§ Passage to read:
..............................

Later, in his judgment, to which Abbot, FJ and Brett, FJ concurred, the learned Chief Justice of the Federation added –

“I am of the view that a notice of resignation to either is good, nor do I think it necessary for the board or anybody else to reply that the resignation is accepted.” (back to top?)

The question of what gives a plaintiff the standing to sue or locus standi has been the subject of a number of judicial decisions See Momoh v. Olotu (1970) 1 All NLR 117; Adesanya v. The President (1981) 2 NCLR 358, (1981) 5 SC 112;Adefulu v. Oyesile (1989) 5 NWLR (PU22) 377; Owodunni v. Registered Trustees of CCC (2000) 10 NWLR (Pt.675) 315. It would appear from the welter of authorities on locus standi that a plaintiff, to enable him invoke the judicial power of the court, must show sufficient interest or threat of injury he would suffer. In the case on hand, I do not know what legal interest the appellant would have in the continued existence of the Governing Council from whose chairmanship he had resigned; nor the threat of injury he would suffer. I think the two courts below were right in holding that he had no locus standi to sue for the dissolution of the Governing Council after he had resigned from that body. (back to top?)

Consequently, I must hold that this appeal is bereft of any merit.

I dismiss it accordingly with N 10,000.00 (ten thousand Naira) costs to each set of respondents.

OGWUEGBU, J.S.C.: I have read before now the judgment just delivered by my learned brother Ogundare, JSC. I entirely agree that the appeal should be dismissed.

..............................

(Items listed in a dataset)
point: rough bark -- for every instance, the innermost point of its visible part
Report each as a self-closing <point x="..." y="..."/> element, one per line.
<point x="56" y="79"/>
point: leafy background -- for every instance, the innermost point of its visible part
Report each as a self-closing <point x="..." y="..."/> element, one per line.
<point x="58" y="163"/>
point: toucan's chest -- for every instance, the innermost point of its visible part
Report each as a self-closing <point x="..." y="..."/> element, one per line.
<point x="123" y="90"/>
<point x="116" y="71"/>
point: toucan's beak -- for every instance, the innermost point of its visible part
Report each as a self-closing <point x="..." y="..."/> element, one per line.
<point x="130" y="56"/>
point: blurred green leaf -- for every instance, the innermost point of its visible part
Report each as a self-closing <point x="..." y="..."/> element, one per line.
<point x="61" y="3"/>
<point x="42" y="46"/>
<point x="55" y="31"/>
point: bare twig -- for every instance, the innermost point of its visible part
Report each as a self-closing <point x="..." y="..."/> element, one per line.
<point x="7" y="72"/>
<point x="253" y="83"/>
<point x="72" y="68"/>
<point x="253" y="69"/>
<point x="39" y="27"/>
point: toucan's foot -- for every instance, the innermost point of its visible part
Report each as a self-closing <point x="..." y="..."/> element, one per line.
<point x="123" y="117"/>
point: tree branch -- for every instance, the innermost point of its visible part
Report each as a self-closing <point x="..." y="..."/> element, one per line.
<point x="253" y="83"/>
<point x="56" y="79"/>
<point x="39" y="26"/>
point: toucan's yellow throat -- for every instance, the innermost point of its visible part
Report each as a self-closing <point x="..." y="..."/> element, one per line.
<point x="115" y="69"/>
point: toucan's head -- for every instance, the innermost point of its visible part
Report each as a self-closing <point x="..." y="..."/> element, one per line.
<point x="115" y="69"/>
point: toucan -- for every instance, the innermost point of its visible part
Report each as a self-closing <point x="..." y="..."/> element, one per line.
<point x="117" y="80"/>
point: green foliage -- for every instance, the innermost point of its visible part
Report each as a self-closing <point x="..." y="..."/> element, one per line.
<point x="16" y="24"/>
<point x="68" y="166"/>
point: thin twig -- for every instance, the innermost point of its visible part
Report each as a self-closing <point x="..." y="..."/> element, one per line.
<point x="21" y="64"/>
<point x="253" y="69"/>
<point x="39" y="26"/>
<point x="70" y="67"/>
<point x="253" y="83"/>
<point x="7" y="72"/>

..............................

§ Work instructions:
a) Answer these questions using the judgment excerpt, one answer per line, marked the same way:
(i) Which two justices concurred in the judgment of the Chief Justice of the Federation?
(ii) What amount of costs is awarded to each set of respondents?
(iii) Whose judgment does Ogwuegbu, J.S.C. say he read before it was delivered?
b) Extract the part of the judgment excerpt starting with "Consequently, I must" and going on through "should be dismissed.".
c) Extend the judgment excerpt, picking up after its final sentence.

§ Task-by-task outputs:
a)
(i) Abbot, FJ and Brett, FJ
(ii) N 10,000.00 (ten thousand Naira)
(iii) Ogundare, JSC

b)
Consequently, I must hold that this appeal is bereft of any merit.

I dismiss it accordingly with N 10,000.00 (ten thousand Naira) costs to each set of respondents.

OGWUEGBU, J.S.C.: I have read before now the judgment just delivered by my learned brother Ogundare, JSC. I entirely agree that the appeal should be dismissed.

c)
The plaintiff was the Pro-Chancellor and Chairman of the Governing Council of Edo State University, Ekpoma now called Ambrose Alli University. He instituted the action leading to this appeal claiming that the Governor of Edo State and Visitor of the said University has no lawful authority or power to dissolve the Governing Council of Edo State University under the law establishing the institution or under any other law whatsoever, a declaration that the purported dissolution of the Council of which the plaintiff is the Chairman by the 1st defendant in his letter dated 2nd July, 1992 addressed to the plaintiff is ultra vires, null and void and an injunction restraining the defendants jointly and severally from reconstituting, recognizing or having any dealing with any Governing Council of Edo State University except that which he is the Pro-Chancellor and Chairman until the expiration of his four year term of office.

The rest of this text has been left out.